• Short task
Edit the records from their start through the line with "pixel 642 415", replacing "khaki shorts" with "tan shorts" and leaving everything else the same. Omit the pictures from your answer.

• Data for this exercise
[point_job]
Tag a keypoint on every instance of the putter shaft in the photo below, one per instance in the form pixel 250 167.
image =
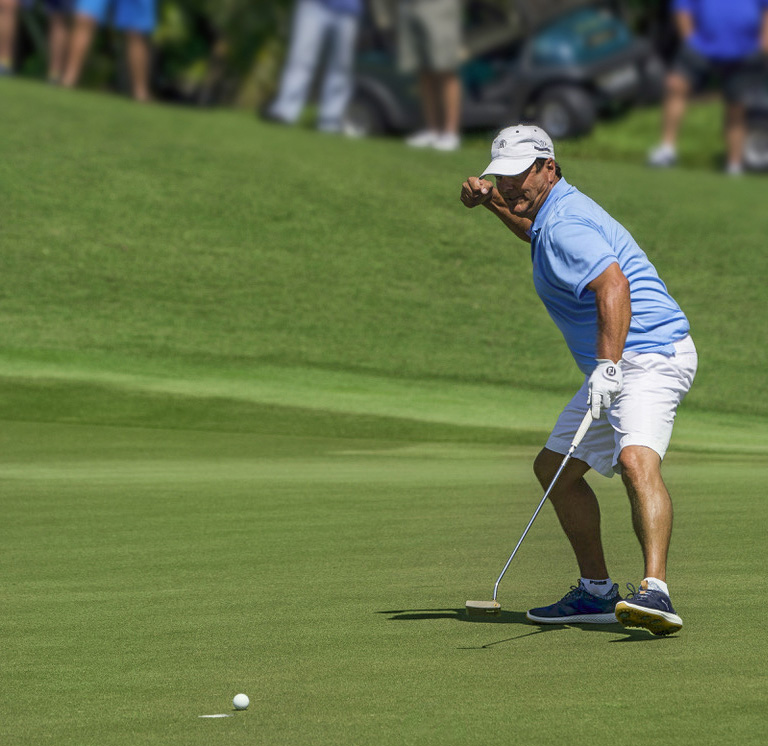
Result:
pixel 580 433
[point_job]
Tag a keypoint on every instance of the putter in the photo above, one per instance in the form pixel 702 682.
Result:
pixel 481 608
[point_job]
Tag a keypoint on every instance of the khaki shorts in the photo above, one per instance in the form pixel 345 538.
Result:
pixel 429 35
pixel 642 415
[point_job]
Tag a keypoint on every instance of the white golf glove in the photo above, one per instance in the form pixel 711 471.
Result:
pixel 604 386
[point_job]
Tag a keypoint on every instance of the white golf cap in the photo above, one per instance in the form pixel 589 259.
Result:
pixel 516 148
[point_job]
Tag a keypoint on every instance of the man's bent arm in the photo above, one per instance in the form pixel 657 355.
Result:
pixel 476 191
pixel 614 312
pixel 519 226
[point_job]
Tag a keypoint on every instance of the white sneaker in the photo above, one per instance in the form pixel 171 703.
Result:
pixel 423 139
pixel 662 156
pixel 447 142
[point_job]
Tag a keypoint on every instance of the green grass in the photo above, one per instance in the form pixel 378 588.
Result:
pixel 268 403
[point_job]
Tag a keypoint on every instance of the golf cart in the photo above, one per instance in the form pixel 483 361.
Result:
pixel 559 63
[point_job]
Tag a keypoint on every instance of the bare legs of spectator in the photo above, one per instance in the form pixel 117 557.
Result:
pixel 83 30
pixel 139 62
pixel 675 102
pixel 58 42
pixel 137 49
pixel 735 135
pixel 8 20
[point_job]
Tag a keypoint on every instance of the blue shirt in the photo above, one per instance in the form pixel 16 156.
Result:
pixel 573 241
pixel 353 7
pixel 724 29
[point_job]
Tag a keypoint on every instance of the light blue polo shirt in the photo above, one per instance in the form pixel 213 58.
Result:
pixel 573 240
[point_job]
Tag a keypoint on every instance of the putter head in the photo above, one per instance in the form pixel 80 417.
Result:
pixel 481 608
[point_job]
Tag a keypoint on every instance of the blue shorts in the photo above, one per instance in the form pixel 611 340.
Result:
pixel 125 15
pixel 52 6
pixel 59 6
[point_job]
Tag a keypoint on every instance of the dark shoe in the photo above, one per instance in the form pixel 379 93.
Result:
pixel 578 606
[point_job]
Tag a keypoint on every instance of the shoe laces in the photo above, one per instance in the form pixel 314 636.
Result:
pixel 637 591
pixel 576 590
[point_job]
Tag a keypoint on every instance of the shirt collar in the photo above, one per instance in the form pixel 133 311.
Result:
pixel 553 197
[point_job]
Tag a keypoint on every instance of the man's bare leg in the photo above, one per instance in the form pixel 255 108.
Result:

• Right answer
[point_job]
Tag a keypoint on every instance of the putter shaft in the photo below, one per instance in the form pixel 250 167.
image =
Result:
pixel 580 433
[point_job]
Tag a keypoint on every instance of the putter in the photo above, one per instance in the form pixel 702 682.
Result:
pixel 481 608
[point_job]
Tag a keypoint on every instance of the tan shorts in the photo above, one per instance in the form pixel 345 538.
Result:
pixel 429 35
pixel 642 415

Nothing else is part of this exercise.